Exercise directions: Report how many lines in the items below contain the string "road", with case counting. Give only the number.

═════ Data in this exercise

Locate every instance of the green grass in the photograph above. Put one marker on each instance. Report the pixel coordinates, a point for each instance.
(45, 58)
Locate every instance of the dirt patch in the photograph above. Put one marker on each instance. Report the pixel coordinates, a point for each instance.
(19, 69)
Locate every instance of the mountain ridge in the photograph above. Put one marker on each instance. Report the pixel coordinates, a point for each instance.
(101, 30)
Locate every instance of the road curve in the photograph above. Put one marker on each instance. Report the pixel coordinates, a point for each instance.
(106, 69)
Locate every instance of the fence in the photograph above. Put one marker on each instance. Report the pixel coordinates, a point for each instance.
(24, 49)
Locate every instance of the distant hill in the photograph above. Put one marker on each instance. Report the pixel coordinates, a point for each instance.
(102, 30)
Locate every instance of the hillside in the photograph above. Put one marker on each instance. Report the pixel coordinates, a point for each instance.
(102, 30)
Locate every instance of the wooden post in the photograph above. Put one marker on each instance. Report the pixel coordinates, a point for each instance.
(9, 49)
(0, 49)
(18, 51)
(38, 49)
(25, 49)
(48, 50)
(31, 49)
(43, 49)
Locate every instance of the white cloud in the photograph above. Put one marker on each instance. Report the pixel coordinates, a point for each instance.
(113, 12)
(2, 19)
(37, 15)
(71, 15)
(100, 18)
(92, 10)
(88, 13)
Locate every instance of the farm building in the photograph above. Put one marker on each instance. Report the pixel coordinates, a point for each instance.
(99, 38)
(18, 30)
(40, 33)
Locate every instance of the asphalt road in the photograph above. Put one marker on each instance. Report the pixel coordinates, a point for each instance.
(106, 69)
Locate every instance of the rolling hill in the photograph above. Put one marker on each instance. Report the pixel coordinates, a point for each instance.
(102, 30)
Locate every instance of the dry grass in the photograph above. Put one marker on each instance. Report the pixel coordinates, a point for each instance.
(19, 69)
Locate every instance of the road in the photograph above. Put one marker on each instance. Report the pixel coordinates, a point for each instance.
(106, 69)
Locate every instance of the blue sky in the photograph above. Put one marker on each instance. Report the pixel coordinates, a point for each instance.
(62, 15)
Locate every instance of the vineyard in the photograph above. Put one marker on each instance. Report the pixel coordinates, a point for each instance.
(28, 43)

══════════
═════ Data in this exercise

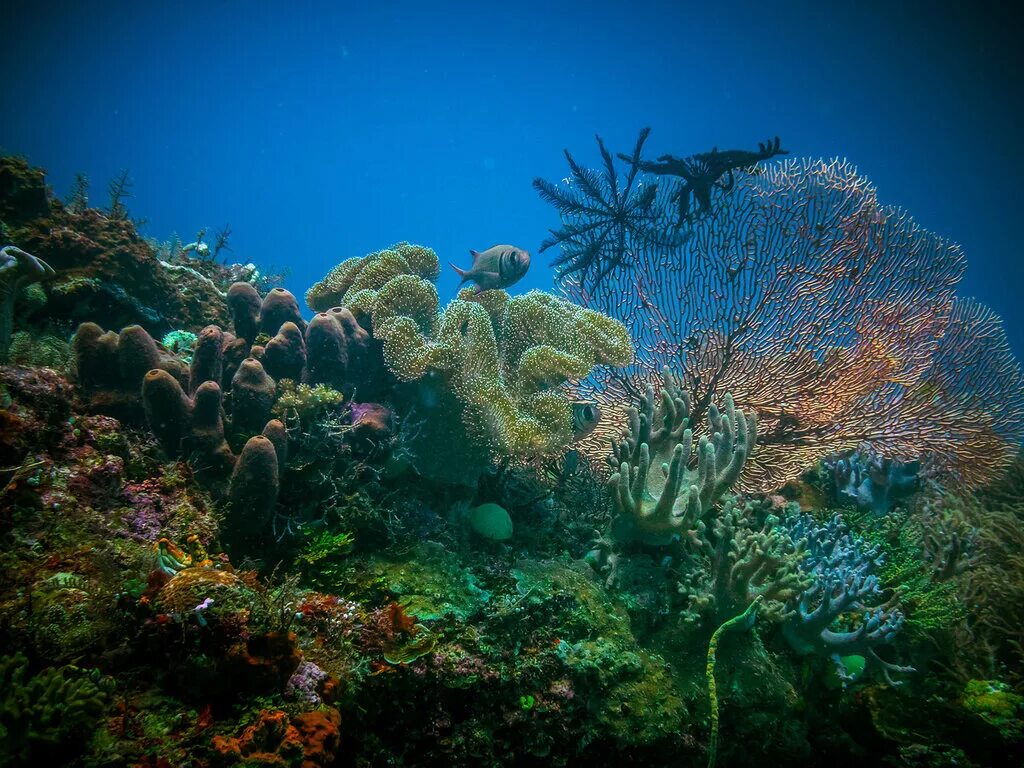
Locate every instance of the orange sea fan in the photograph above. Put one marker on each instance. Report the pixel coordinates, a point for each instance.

══════════

Solution for this exercise: 3